**STATED TASK 1**
Can you quote the memory space assignment overview word for word, everything from "The jellyfish driver and" down to "(Phase 7 entry)"?
**STATED TASK 2**
How would you extend the overview of XLA's memory space assignment pass, picking up right after its final line?

**PAGE TEXT**
-- -- --
The reader who knows LLVM should hold two analogies and then watch them break. MSA is a coloring problem over a GlobalDecreasingSizeBestFitHeap<HloValue> — buffers ranked by a memory-boundedness score, placed largest-and-hottest first into a single best-fit heap with a multi-space twist. That is the greedy path, and it is what runs on the hot path for almost every module. The second analogy is the "ILP variant" that upstream XLA literature describes: a mixed-integer program over (value, space, time) placement booleans. That solver is not in this binary. What libtpu ships under the ILP banner is MemoryBoundLoopOptimizer (MBLO) — a per-loop sub-pass that unrolls two adjacent steady-state iterations of a software-pipelined loop and solves their coupled placement with a greedy-with-even/odd-coupling heap. No operations_research::CpSolver, MPSolver, glop, or CP-SAT call is reachable from any MSA symbol; the OR-Tools that is linked into libtpu serves SparseCore and the autotuner, never MsaAlgorithm.

This is the orientation page for the MSA sub-cluster. It fixes the role of the pass, names the jellyfish driver that builds the OSS Options and gates the pass per chip generation, lays out the Run → Finish control flow at the level a reimplementer needs to see the shape, frames the greedy-vs-MBLO split precisely (and why the "ILP" is loop-local, not module-global), and maps the rest of the sub-cluster. It does not reproduce the per-buffer AllocateSegment cascade, the per-generation numeric defaults, or the HBM/reservation policy — each owns its own page, cross-referenced below.

For reimplementation, the orientation contract is:

The memory-space vocabulary and the abstract HBM/VMEM split. What kDefault/kAlternate mean physically, and why MSA's whole job is the scarce tier.
The jellyfish driver and its gating. RunMemorySpaceAssignment builds the OSS Options from the per-version TpuCompilationEnvironment and only runs the pass when IsMemorySpaceAssignmentEnabled says the chip generation has the tier.
The greedy core: Run → FindAllocationSequence → MsaAlgorithm::Finish. A best-fit heap ranked by memory-boundedness, with cross-program prefetch and scoped reservations carved out first.
The ILP-vs-greedy split. MBLO is greedy-with-coupling over a two-iteration window, not a classical MILP; the only true "solver" surface is the offline IOR autotuner whose result is replayed as a packed sort-order permutation.


Jellyfish driver	`xla::jellyfish::RunMemorySpaceAssignment` @ `0x12fc3080` (Phase 7 entry)
Per-version gate	`xla::jellyfish::IsMemorySpaceAssignmentEnabled` @ `0x12fc1280`
Options builder	`xla::jellyfish::ComputeMemorySpaceAssignmentOptions` @ `0x12fc1440` (55 per-family overrides)
-- -- --
**MATERIAL SUPPLIED**
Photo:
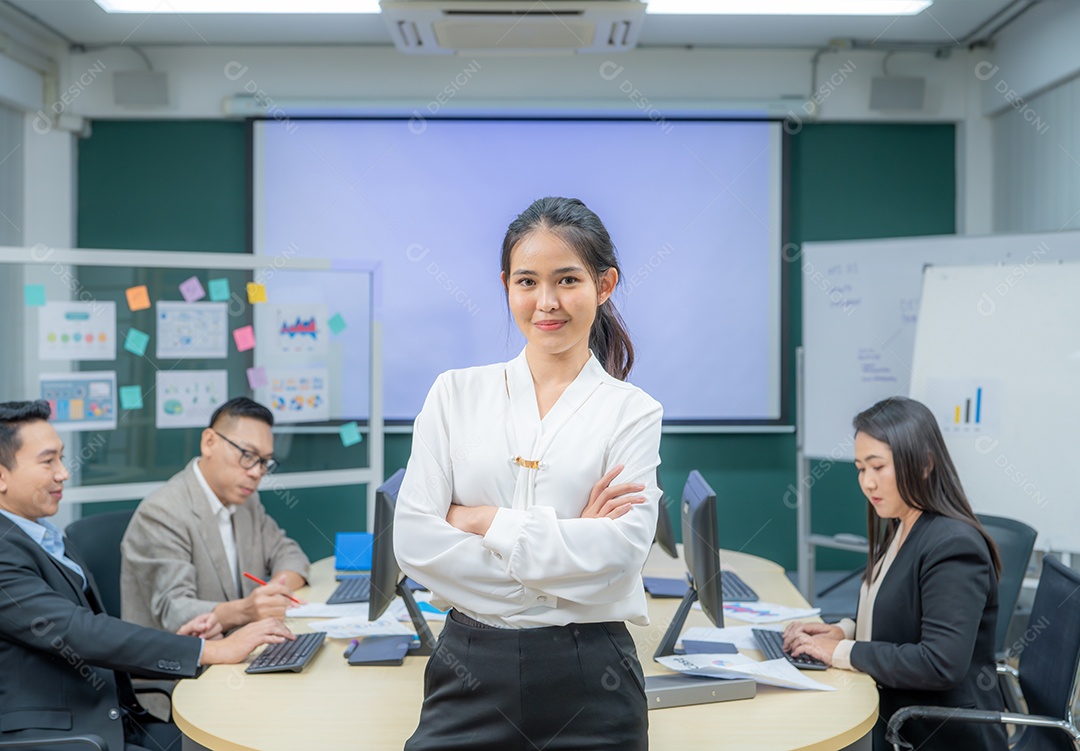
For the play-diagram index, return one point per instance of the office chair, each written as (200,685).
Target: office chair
(1015,541)
(88,741)
(97,539)
(1047,673)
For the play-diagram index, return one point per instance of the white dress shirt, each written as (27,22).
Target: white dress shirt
(51,539)
(224,515)
(861,629)
(539,564)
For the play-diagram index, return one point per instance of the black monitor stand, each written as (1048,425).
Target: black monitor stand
(671,635)
(419,622)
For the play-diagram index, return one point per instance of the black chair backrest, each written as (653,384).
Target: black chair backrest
(1015,541)
(1050,654)
(97,539)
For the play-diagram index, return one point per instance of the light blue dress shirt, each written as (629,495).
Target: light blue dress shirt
(51,539)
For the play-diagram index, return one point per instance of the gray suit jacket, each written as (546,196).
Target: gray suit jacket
(174,565)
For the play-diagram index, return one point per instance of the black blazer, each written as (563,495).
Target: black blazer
(64,664)
(932,642)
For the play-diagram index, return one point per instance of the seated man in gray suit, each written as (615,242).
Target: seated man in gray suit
(190,541)
(65,666)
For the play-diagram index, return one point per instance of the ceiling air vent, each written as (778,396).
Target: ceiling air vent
(494,27)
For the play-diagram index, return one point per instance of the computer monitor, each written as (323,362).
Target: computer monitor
(702,550)
(665,531)
(387,578)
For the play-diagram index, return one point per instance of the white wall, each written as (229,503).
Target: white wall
(1031,91)
(199,79)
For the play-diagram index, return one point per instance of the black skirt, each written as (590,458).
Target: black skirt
(577,686)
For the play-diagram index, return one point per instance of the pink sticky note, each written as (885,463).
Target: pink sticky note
(244,338)
(191,289)
(257,377)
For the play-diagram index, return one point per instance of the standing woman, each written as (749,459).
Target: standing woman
(928,606)
(529,505)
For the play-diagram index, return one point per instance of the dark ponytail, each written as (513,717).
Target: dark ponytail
(583,231)
(926,475)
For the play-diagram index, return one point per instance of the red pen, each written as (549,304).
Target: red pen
(260,582)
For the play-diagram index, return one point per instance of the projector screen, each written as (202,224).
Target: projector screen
(693,206)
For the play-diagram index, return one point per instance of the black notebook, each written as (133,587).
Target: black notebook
(389,649)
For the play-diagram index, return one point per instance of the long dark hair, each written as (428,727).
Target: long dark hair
(926,477)
(583,231)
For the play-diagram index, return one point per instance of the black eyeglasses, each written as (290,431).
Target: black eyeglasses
(247,459)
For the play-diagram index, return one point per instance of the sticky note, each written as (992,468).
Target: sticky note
(34,295)
(191,289)
(219,290)
(336,323)
(244,338)
(131,397)
(350,434)
(257,377)
(256,293)
(138,298)
(136,342)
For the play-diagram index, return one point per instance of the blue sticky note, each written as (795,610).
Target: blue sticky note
(352,550)
(34,295)
(131,397)
(336,323)
(136,342)
(350,434)
(218,290)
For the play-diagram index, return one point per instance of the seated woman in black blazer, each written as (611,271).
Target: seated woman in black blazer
(928,607)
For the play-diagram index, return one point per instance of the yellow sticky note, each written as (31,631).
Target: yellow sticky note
(138,298)
(256,293)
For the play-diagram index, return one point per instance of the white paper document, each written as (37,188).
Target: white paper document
-- -- --
**EXERCISE RESULT 1**
The jellyfish driver and its gating. RunMemorySpaceAssignment builds the OSS Options from the per-version TpuCompilationEnvironment and only runs the pass when IsMemorySpaceAssignmentEnabled says the chip generation has the tier.
The greedy core: Run → FindAllocationSequence → MsaAlgorithm::Finish. A best-fit heap ranked by memory-boundedness, with cross-program prefetch and scoped reservations carved out first.
The ILP-vs-greedy split. MBLO is greedy-with-coupling over a two-iteration window, not a classical MILP; the only true "solver" surface is the offline IOR autotuner whose result is replayed as a packed sort-order permutation.


Jellyfish driver	`xla::jellyfish::RunMemorySpaceAssignment` @ `0x12fc3080` (Phase 7 entry)

**EXERCISE RESULT 2**
OSS pass driver	`MemorySpaceAssignment::Run` @ `0x1dc2e200` (vtable `0x21d1b5d8`)
HeapSimulator entry	`MsaAlgorithm::Finish` @ `0x1dc5b560` (vtable `0x21d1b8f0`)
Heap base class	`xla::GlobalDecreasingSizeBestFitHeap<xla::HloValue>` (multi-space best-fit)
"ILP" sub-pass	`MemoryBoundLoopOptimizer`; driven from `MsaAlgorithm::IdentifyAndOptimizeMemoryBoundLoops` `0x1dc4b520`, runs `MemoryBoundLoopOptimizer::Optimize` `0x1dcb9760` (496-byte object, `operator new(0x1f0)`)
Even/odd heap	`LoopOptimizerBestFitHeap::FindEvenAndOddAllocationBetween` @ `0x1dcb5580`
External solver	None on the MSA hot path — no CpSolver/MPSolver/glop reachable from any MSA symbol
IR level	XLA HLO (`HloModule`/`HloInstruction`), HLO logical time
Confidence	CONFIRMED (byte-anchored) unless a row or callout says otherwise

What MSA Decides

Purpose

MSA assigns each HloValue a memory space for each segment of its live range, and inserts the instructions that realize those assignments. The two spaces that matter to the algorithm are abstract:

kDefault — the abundant tier, physically HBM. Every buffer fits here; placing a value in kDefault is never a capacity failure. MSA's terminal fallback is "leave it in HBM."
kAlternate — the scarce on-chip tier, physically VMEM on the TensorCore (and CMEM on generations that have it). This is the tier MSA actually rations. A value benefits from kAlternate when an op that reads it is HBM-bandwidth-bound, so keeping the operand on-chip removes a bandwidth stall.

The vocabulary the binary's verifier accepts is wider than this two-way split — kHbm, kPinnedHbm, kVmem, kSmem, kCmem, kSflag, kHost, plus several SparseCore- and BarnaCore-private spaces — but the core decision is always "scarce tier or not." kPinnedHbm is a distinct space from kHbm for buffers the runtime must lock (peer-DMA inputs); the repacker may never relocate them. kHost is the host-RAM spill target, reached through host-offload custom calls rather than the heap. The detailed per-space capacity and constraint matrix lives on msa-reservation-hbm-policy.md.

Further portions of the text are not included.